#### ABOUT THIS EXERCISE
Your answer should be the lines below from the one with "large green leaf" to the one with "small white flower", both included, given again exactly and with nothing added.

#### THE INPUT

+++

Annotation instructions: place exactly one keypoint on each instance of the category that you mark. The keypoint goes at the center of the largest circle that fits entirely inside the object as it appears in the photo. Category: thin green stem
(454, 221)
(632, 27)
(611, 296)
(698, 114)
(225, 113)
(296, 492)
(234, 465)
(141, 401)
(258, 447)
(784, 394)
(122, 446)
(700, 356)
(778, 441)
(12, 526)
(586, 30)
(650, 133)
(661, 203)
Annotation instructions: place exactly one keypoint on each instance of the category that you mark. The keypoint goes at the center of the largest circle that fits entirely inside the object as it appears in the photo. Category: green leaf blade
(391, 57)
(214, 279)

+++

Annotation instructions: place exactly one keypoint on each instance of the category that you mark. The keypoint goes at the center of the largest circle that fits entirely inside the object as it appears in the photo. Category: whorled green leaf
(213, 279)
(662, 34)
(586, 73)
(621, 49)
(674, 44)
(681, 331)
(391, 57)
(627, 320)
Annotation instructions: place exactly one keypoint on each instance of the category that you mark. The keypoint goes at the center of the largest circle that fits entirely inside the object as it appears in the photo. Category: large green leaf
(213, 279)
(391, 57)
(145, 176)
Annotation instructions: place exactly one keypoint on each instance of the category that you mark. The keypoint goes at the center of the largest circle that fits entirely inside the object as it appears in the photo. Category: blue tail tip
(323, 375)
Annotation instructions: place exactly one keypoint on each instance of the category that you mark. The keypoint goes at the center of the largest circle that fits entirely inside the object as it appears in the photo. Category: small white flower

+++

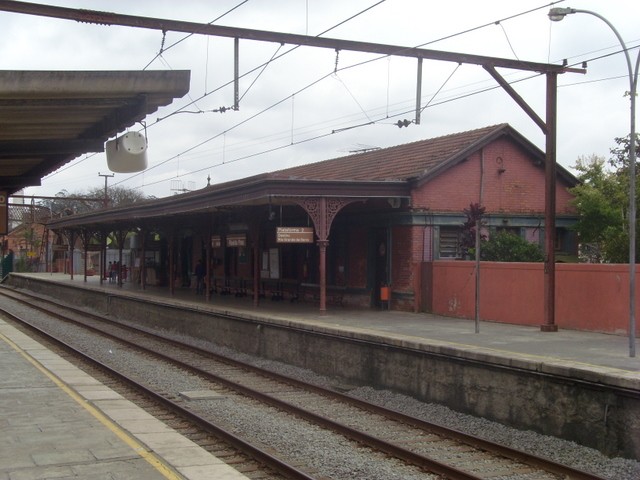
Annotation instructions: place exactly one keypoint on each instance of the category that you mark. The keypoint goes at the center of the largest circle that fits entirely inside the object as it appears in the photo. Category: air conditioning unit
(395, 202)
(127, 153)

+++

#### ANSWER TO THIS TASK
Annotation instructions: place exactly one keypoint on each instance of the category that you mark. The keypoint goes at the center of the largest circle that fits entirely inside the object as it appears in the photo. Category: large green leaf
(213, 279)
(391, 57)
(145, 176)
Annotation instructions: place exactly one keypoint on each instance of the category that you mark. The keypoint goes at the center of the largest circle that fits entirely inside the object as it appears in the photo. Category: blue tail tip
(323, 375)
Annotation instructions: place exactly one keypoint on each instance of the category that you mark. The keypoint goes at the center of the largest circle that fits entirely inside the object as it appears in the photo. Category: small white flower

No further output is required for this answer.